YOUR INSTRUCTIONS >> Can you retype every one of the records below word for word, leaving the pictures out of your answer?

>> START DATA TO PROCESS

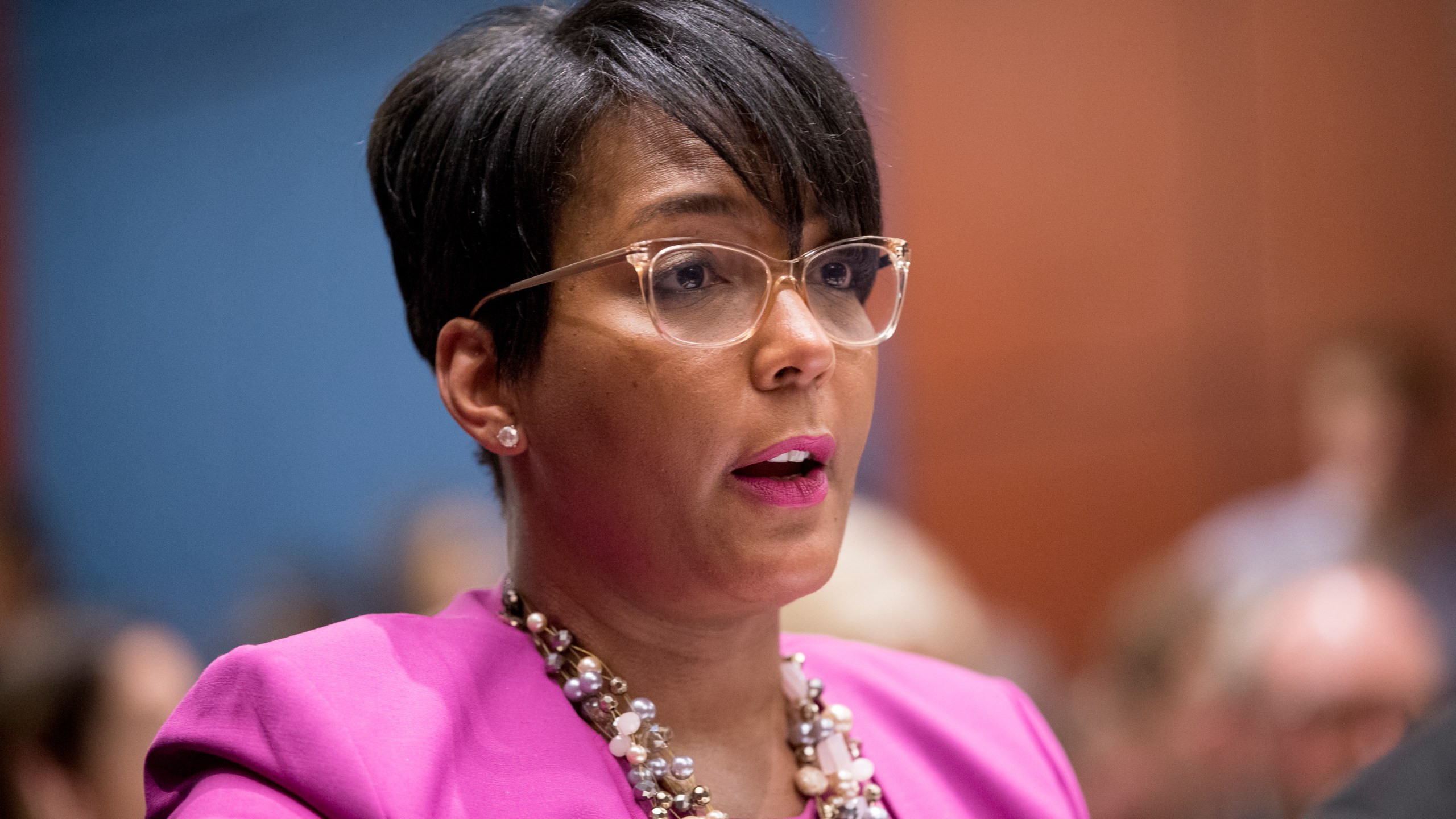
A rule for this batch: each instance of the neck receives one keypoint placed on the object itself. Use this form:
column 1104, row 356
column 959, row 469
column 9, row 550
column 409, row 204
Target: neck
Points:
column 715, row 682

>> END DATA TO PROCESS

THE ANSWER >>
A rule for this batch: each instance of the neck receives one keypoint placed on the object itself. Use this form:
column 1104, row 356
column 959, row 469
column 9, row 550
column 409, row 204
Target: neck
Points:
column 715, row 682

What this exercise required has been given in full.